What you need to do ▸ Continue the guide on running Apache Beam pipelines on Dataflow with GPUs, starting right after its final sentence.

Text segment ▸
## start

Run a pipeline with GPUs

This page explains how to run an Apache Beam pipeline on Dataflow with GPUs. Jobs that use GPUs incur charges as specified in the Dataflow pricing page.

For more information about using GPUs with Dataflow, see Dataflow support for GPUs. For more information about the developer workflow for building pipelines using GPUs, see About GPUs with Dataflow.

Use Apache Beam notebooks

If you already have a pipeline that you want to run with GPUs on Dataflow, you can skip this section.

Apache Beam notebooks offer a convenient way to prototype and iteratively develop your pipeline with GPUs without setting up a development environment. To get started, read the Developing with Apache Beam notebooks guide, launch an Apache Beam notebooks instance, and follow the example notebook Use GPUs with Apache Beam.

Provision GPU quota

GPU devices are subject to the quota availability of your Google Cloud project. Request GPU quota in the region of your choice.

Install GPU drivers

To install NVIDIA drivers on the Dataflow workers, append install-nvidia-driver to the worker_accelerator service option.

When you specify the install-nvidia-driver option, Dataflow installs NVIDIA drivers onto the Dataflow workers by using the cos-extensions utility provided by Container-Optimized OS. By specifying install-nvidia-driver, you agree to accept the NVIDIA license agreement.

Binaries and libraries provided by the NVIDIA driver installer are mounted into the container that runs pipeline user code at /usr/local/nvidia/.

The GPU driver version depends on the Container-Optimized OS version used by Dataflow. To find the GPU driver version for a given Dataflow job, in the Dataflow Step Logs of your job, search for GPU driver.

Build a custom container image

To interact with the GPUs, you might need additional NVIDIA software, such as GPU-accelerated libraries and the CUDA Toolkit. Supply these libraries in the Docker container running user code.

To customize the container image, supply an image that fulfills the Apache Beam SDK container image contract and has the necessary GPU libraries.

To provide a custom container image, use Dataflow Runner v2 and supply the container image by using the sdk_container_image pipeline option. If you're using Apache Beam version 2.29.0 or earlier, use the worker_harness_container_image pipeline option. For more information, see Use custom containers.

To build a custom container image, use one of the following two approaches:

Use an existing image configured for GPU usage
Use an Apache Beam container image

Use an existing image configured for GPU usage

You can build a Docker image that fulfills the Apache Beam SDK container contract from an existing base image that is preconfigured for GPU usage. For example, TensorFlow Docker images, and NVIDIA container images are preconfigured for GPU usage.

## end

Provided material ▸
## start

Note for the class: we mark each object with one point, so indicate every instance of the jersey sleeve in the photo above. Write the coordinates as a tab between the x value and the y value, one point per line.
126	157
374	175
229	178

## end

Output for this task ▸
A sample Dockerfile that builds on TensorFlow Docker image with Python 3.6 looks like the following example:

ARG BASE=tensorflow/tensorflow:2.5.0-gpu
FROM $BASE

# Check that the chosen base image provides the expected version of Python interpreter.
ARG PY_VERSION=3.6
RUN [[ $PY_VERSION == `python -c 'import sys; print("%s.%s" % sys.version_info[0:2])'` ]] \
   || { echo "Could not find Python interpreter or Python version is different from ${PY_VERSION}"; exit 1; }

RUN pip install --upgrade pip \
    && pip install --no-cache-dir apache-beam[gcp]==2.29.0 \
    # Verify that there are no conflicting dependencies.
    && pip check

# Copy the Apache Beam worker dependencies from the Beam Python 3.6 SDK image.
COPY --from=apache/beam_python3.6_sdk:2.29.0 /opt/apache/beam /opt/apache/beam

# Apache Beam worker expects pip at /usr/local/bin/pip by default.
# Some images have pip in a different location. If necessary, make a symlink.
# This line can be omitted in Beam 2.30.0 and later versions.
RUN [[ `which pip` == "/usr/local/bin/pip" ]] || ln -s `which pip` /usr/local/bin/pip

# Set the entrypoint to Apache Beam SDK worker launcher.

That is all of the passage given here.